[START OF DATA LISTING]

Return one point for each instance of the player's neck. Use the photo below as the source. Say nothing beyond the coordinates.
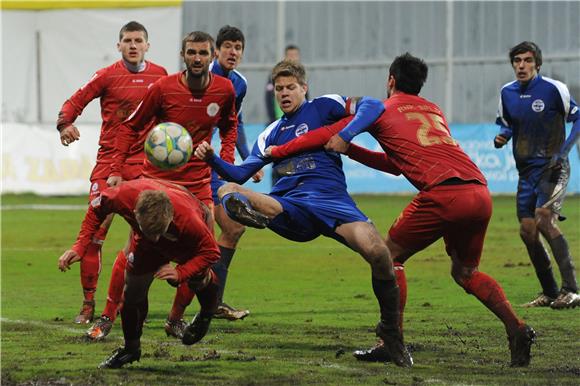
(196, 83)
(134, 67)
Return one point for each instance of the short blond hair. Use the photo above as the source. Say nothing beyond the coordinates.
(153, 211)
(289, 68)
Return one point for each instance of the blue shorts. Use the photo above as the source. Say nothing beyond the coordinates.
(216, 183)
(537, 188)
(308, 214)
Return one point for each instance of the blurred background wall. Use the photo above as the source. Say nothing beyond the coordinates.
(51, 48)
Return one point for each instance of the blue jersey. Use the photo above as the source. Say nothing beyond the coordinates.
(240, 86)
(314, 170)
(535, 116)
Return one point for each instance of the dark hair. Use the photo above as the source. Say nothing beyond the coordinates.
(291, 47)
(410, 73)
(133, 26)
(289, 68)
(198, 37)
(233, 34)
(527, 47)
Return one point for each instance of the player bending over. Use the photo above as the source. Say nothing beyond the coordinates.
(310, 197)
(453, 202)
(168, 224)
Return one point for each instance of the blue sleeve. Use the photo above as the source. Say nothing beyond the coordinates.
(367, 111)
(241, 142)
(237, 173)
(571, 140)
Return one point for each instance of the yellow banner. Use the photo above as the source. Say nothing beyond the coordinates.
(49, 4)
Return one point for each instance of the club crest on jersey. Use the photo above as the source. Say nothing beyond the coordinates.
(302, 129)
(212, 109)
(538, 105)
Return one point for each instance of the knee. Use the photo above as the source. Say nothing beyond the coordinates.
(227, 188)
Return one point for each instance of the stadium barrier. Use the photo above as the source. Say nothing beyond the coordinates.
(35, 161)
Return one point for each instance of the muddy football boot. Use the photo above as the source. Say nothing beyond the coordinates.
(121, 357)
(87, 312)
(196, 330)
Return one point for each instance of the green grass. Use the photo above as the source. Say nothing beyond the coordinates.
(311, 304)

[END OF DATA LISTING]

BRIEF =>
Can you write out all the lines above again, switching each "coordinates" to "x and y values", changing nothing else, and leaving the pictures out?

RESULT FOR THIS TASK =>
Return one point for each instance of the player's neck. Use the photo below as the source. Say nothing beyond the x and y values.
(196, 83)
(134, 67)
Return one point for each instance of the short blond hair. Use the photo above as the source. Say nothing beyond the x and y values.
(153, 211)
(289, 68)
Return one point for each instance of the blue shorts. Use the photo above as the source. Say nothing beyond the x and y values.
(216, 183)
(537, 188)
(308, 214)
Return one point for each instance of the blurred background wall. Use the photo above as the source. Say nothing beyond the x and y values.
(51, 48)
Return one point for each instance of the blue jersey. Use the photo above as the source. Say nothing beyond the x and y values.
(240, 86)
(314, 170)
(535, 116)
Return one point for each instance of the dark hair. Use the photo above as the source. Say nothing beyond the x and y values.
(291, 47)
(410, 73)
(133, 26)
(289, 68)
(198, 37)
(233, 34)
(527, 47)
Return one point for each instance of the player bending over. Use the photo above as the source. Say nothing beyond the x and y values.
(310, 197)
(453, 202)
(168, 224)
Return one point for each instance of the blue sleeve. Use the photo above as the source. Say nothing beyond the x and y values.
(367, 111)
(241, 142)
(237, 173)
(571, 140)
Return one point for each instance of the yellow banner. Use the photo above as the source. Say nothing beyond the x and y values.
(49, 4)
Return one point for each instance of the club crest on jersey. Use the photo above as the source. Say nothing beyond the x and y values.
(302, 129)
(212, 109)
(538, 105)
Return one point for each instance of the knee. Use the photo above as the source. Say nothing beyond the x and y values.
(227, 188)
Return one point for each instance of the stadium barrier. Use the photo above as the source. Say nothing beyond the x and y values.
(35, 161)
Return one point for each instance of the muddy football boot. Use the photo above as the source. Say nothing beyond the x and y values.
(121, 357)
(87, 312)
(196, 330)
Return one point for each instance of the green grass. Use the photo above as the source. Say nothing beyond the x and y values.
(311, 304)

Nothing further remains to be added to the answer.